(begin)
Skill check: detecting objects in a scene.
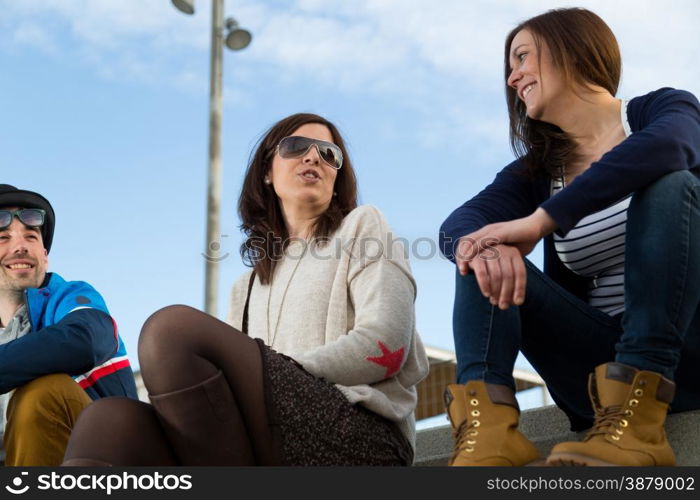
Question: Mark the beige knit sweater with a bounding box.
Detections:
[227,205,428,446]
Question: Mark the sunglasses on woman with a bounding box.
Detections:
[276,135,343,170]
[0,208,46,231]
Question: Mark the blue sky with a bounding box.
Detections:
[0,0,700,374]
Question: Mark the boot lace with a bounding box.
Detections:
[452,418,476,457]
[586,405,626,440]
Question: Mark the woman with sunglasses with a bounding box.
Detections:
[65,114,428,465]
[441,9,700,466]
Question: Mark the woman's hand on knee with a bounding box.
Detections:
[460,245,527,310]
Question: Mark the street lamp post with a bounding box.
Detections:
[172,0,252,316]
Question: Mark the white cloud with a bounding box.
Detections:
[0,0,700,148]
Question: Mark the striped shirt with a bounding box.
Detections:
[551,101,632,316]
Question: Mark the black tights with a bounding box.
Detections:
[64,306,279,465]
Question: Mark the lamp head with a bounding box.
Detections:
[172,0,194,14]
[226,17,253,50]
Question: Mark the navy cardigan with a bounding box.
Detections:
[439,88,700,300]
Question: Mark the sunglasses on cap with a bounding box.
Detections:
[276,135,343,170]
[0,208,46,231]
(end)
Instructions for the task >>
Format the lines above as a JSON list of strings, one string per line, with blank lines left out and the pictures omitted.

Answer for the task >>
[
  "Skill check: detecting objects in a scene.",
  "Question: Mark the beige knit sweater with a bounding box.",
  "Detections:",
  "[227,205,428,446]",
  "Question: Mark the sunglasses on woman with a bounding box.",
  "Detections:",
  "[276,135,343,170]",
  "[0,208,46,231]",
  "Question: Mark the blue sky with a bounding box.",
  "Detections:",
  "[0,0,700,374]",
  "Question: Mark the boot lace with a bounding box.",
  "Detections:",
  "[452,418,476,457]",
  "[586,405,626,440]",
  "Question: Mark the woman with sunglasses with a bounding box.",
  "Detections:",
  "[65,114,428,465]",
  "[441,9,700,466]",
  "Question: Mark the woman's hand on knee with a bounding box.",
  "Detections:",
  "[460,245,527,310]",
  "Question: Mark the street lamp post with a bounding box.",
  "Detections:",
  "[172,0,252,316]",
  "Question: Mark the white cloud with a bounding box.",
  "Detections:",
  "[0,0,700,148]",
  "Question: Mark the striped shirt with a bounding box.",
  "Detections:",
  "[551,101,632,316]",
  "Question: Mark the black tights with a bounding box.",
  "Detections:",
  "[64,306,279,465]",
  "Question: Mark the lamp head with a bounding box.",
  "Detections:",
  "[172,0,194,14]",
  "[226,17,253,50]",
  "Question: Mark the navy cardigan with a bounding box.",
  "Detections:",
  "[439,88,700,300]",
  "Question: Mark the sunglasses on cap with a bounding box.",
  "Detections:",
  "[276,135,343,170]",
  "[0,208,46,231]"
]